*** ENTRIES SUPPLIED ***

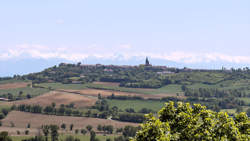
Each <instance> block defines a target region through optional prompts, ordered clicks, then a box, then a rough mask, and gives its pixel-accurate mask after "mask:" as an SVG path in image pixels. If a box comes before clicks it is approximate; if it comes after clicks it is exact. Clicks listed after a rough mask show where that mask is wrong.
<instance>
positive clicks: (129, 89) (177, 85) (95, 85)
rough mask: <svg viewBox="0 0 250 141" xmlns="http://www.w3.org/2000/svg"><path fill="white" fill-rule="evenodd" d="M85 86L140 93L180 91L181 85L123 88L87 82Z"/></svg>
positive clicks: (160, 93) (111, 89) (118, 86)
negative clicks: (144, 88)
mask: <svg viewBox="0 0 250 141" xmlns="http://www.w3.org/2000/svg"><path fill="white" fill-rule="evenodd" d="M86 86H87V87H89V88H95V89H104V90H114V91H122V92H130V93H140V94H162V93H170V94H173V93H174V94H175V93H182V90H181V85H176V84H170V85H167V86H164V87H161V88H158V89H140V88H125V87H119V86H104V85H101V84H93V83H92V84H87V85H86Z"/></svg>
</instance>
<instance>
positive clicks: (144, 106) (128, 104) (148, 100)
mask: <svg viewBox="0 0 250 141" xmlns="http://www.w3.org/2000/svg"><path fill="white" fill-rule="evenodd" d="M107 101H108V104H109V107H113V106H117V107H118V109H121V110H123V111H124V110H125V109H127V108H133V109H134V110H135V111H136V112H138V111H139V110H141V109H142V108H147V109H151V110H153V111H159V110H160V109H161V108H162V107H163V106H164V103H165V102H161V101H152V100H107Z"/></svg>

*** End of ENTRIES SUPPLIED ***

REQUIREMENT:
Transcribe the data verbatim. No picture belongs in the result.

EXERCISE ANSWER:
Each <instance> block defines a target region through optional prompts, ordered clicks, then a box, then a rough mask, and gives its pixel-accurate mask after "mask:" as an SVG path in image pixels. If a box comes before clicks it is approximate; if it comes after clicks it is exact. Clicks listed after a rough mask show where that mask is wrong.
<instance>
positive clicks: (129, 89) (177, 85) (95, 85)
rough mask: <svg viewBox="0 0 250 141" xmlns="http://www.w3.org/2000/svg"><path fill="white" fill-rule="evenodd" d="M85 86L140 93L180 91L181 85L123 88L87 82Z"/></svg>
positive clicks: (160, 93) (111, 89) (118, 86)
negative clicks: (144, 88)
mask: <svg viewBox="0 0 250 141" xmlns="http://www.w3.org/2000/svg"><path fill="white" fill-rule="evenodd" d="M86 86H87V87H89V88H95V89H104V90H114V91H122V92H130V93H140V94H162V93H170V94H173V93H174V94H175V93H182V90H181V85H176V84H170V85H167V86H164V87H161V88H158V89H140V88H125V87H119V86H104V85H101V84H93V83H92V84H87V85H86Z"/></svg>
</instance>
<instance>
positive clicks: (144, 106) (128, 104) (148, 100)
mask: <svg viewBox="0 0 250 141" xmlns="http://www.w3.org/2000/svg"><path fill="white" fill-rule="evenodd" d="M107 101H108V104H109V107H113V106H117V107H118V109H121V110H123V111H124V110H125V109H127V108H133V109H134V110H135V111H136V112H138V111H139V110H141V109H142V108H147V109H151V110H153V111H159V110H160V109H161V108H162V107H163V106H164V103H165V102H161V101H152V100H107Z"/></svg>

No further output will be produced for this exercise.